Ci occuperemo di due casi particolari, espressi da fotografie, in cui il ‘presagio’ trova sostegno in due ambiti scientifici che si rivelano, per darne conoscenza e comprensione. Nel primo caso è la matematica del biliardo cosiddetto, per l’appunto, ‘matematico’, nel secondo caso è la ‘gnomonica’, che si occupa del comportamento dell’ombra dei raggi del sole nell’arco del giorno. Va detto che questi comportamenti scientifici non sono generali e vale solo per i due casi sopra citati, di cui ci occuperemo fra poco. Ma, comunque, non è detto che sia una cosa esclusiva per i due casi.
La fotografia come tavolo per il biliardo matematico
Il biliardo matematico consiste in un piano (la fotografia) che può essere di forma quadrata o rettangolare, ma anche trapezoidale nel gioco che si sta per intraprendere in questo scritto.
::::
ESERCIZIO SCRITTO:
Aggiorna il brano sul biliardo matematico da "Ci occuperemo di" a "i due casi.", riscrivendolo con "geometria" al posto di "matematica".

DATI FORNITI:
::::
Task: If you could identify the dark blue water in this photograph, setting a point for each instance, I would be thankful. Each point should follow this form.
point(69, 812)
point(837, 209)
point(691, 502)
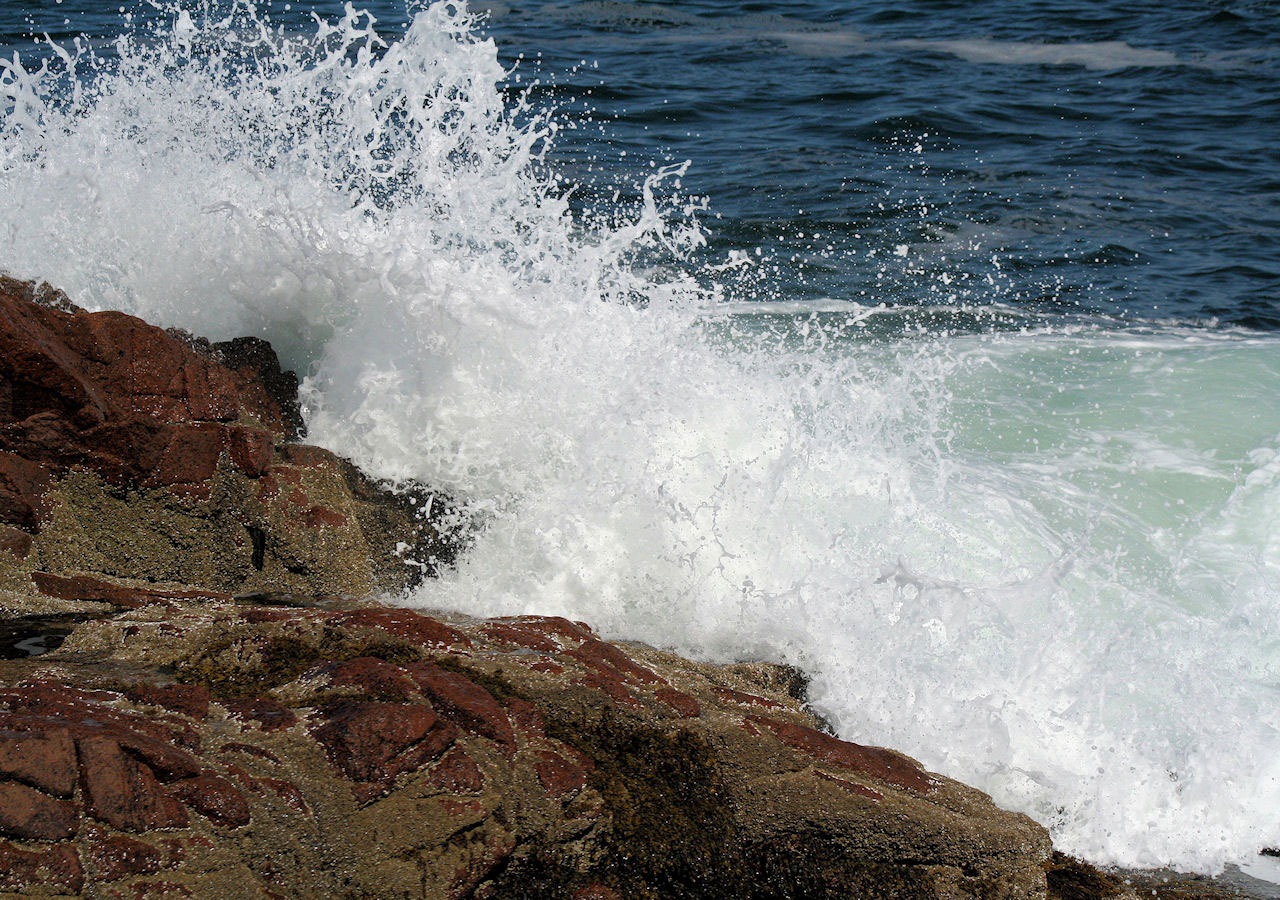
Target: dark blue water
point(1065, 156)
point(1001, 470)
::::
IL RISULTATO:
Ci occuperemo di due casi particolari, espressi da fotografie, in cui il ‘presagio’ trova sostegno in due ambiti scientifici che si rivelano, per darne conoscenza e comprensione. Nel primo caso è la geometria del biliardo cosiddetto, per l’appunto, ‘matematico’, nel secondo caso è la ‘gnomonica’, che si occupa del comportamento dell’ombra dei raggi del sole nell’arco del giorno. Va detto che questi comportamenti scientifici non sono generali e vale solo per i due casi sopra citati, di cui ci occuperemo fra poco. Ma, comunque, non è detto che sia una cosa esclusiva per i due casi.